*** Records for the task Section Begins ***
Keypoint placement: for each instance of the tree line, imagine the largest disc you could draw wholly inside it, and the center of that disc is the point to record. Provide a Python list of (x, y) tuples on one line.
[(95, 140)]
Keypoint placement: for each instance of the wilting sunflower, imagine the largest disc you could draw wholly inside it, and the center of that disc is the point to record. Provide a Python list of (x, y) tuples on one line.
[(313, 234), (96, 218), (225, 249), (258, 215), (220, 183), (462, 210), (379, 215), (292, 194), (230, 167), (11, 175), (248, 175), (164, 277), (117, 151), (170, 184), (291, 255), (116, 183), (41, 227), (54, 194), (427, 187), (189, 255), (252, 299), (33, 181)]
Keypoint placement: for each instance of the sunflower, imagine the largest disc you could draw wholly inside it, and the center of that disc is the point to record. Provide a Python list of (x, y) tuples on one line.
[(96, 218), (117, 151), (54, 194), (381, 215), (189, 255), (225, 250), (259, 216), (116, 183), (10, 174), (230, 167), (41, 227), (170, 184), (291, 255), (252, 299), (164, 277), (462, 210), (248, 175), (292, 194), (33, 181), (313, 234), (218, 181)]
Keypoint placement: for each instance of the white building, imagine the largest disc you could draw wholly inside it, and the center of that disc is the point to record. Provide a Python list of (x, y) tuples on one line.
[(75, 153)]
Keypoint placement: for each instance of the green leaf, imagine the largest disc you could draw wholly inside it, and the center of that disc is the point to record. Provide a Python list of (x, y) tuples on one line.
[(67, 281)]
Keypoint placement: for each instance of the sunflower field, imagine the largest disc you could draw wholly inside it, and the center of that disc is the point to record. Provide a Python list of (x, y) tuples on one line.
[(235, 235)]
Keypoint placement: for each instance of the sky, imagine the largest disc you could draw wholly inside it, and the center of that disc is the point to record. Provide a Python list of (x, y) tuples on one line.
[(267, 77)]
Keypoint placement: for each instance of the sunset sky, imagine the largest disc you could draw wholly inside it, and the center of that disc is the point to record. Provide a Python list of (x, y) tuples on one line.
*** Records for the task Section Ends ***
> **Task objective**: Please write out the entries exactly, keeping every line intact.

> **Response box**:
Keypoint placement: for each instance of the tree line, imagine the largest disc you could draw wholly inside it, and the center of that disc is the point to record. Provide a Python list of (x, y) tuples on one line.
[(95, 140)]
Keypoint placement: for each instance of the wilting sunflower, imagine the largest disc you could draw wholly inside it, and the center of that disc is the point to record. Provide a Python list of (x, y) tuples on one line.
[(313, 234), (96, 218), (225, 249), (258, 215), (220, 183), (462, 210), (379, 215), (292, 194), (230, 167), (11, 175), (248, 175), (164, 277), (117, 151), (170, 184), (291, 255), (116, 183), (41, 227), (54, 194), (427, 187), (189, 255), (252, 299), (33, 181)]
Keypoint placement: for each instance of the sunflower, imagine the largest disc you could draw wholly inside it, and the center of that disc is the point to record. Provide a Python list of (x, y) tuples on one line.
[(96, 218), (117, 151), (54, 194), (381, 215), (189, 255), (225, 250), (259, 216), (116, 183), (10, 174), (230, 167), (41, 227), (170, 184), (291, 255), (252, 299), (164, 277), (462, 210), (248, 175), (292, 194), (33, 181), (313, 234), (218, 181)]
Keypoint placement: for each instance of the white building, imagine the largest disc you could draw wholly inside it, and the center of that disc is the point to record. Provide a Python list of (x, y) tuples on one line.
[(75, 153)]
Keypoint placement: for each instance of the green leaf, imagine the largest disc you could draw wholly inside it, and the center of that disc is the point to record. Provide a Python list of (x, y) tuples on one line.
[(67, 281)]
Keypoint placement: for each instance of the sunflower field, imagine the largest disc you could draw wholly inside it, and the center of that disc is the point to record. Provide a Python list of (x, y) tuples on one line.
[(235, 235)]
Keypoint placement: for each instance of the sky, imagine the largest disc you could draw wholly inside it, and the center of that disc is the point to record. Provide a Python list of (x, y) tuples on one line.
[(267, 77)]
Keypoint placement: for each instance of the sunset sky, imagine the largest disc you could draw wholly inside it, and the center of that disc is the point to record. Provide a Python list of (x, y) tuples on one line.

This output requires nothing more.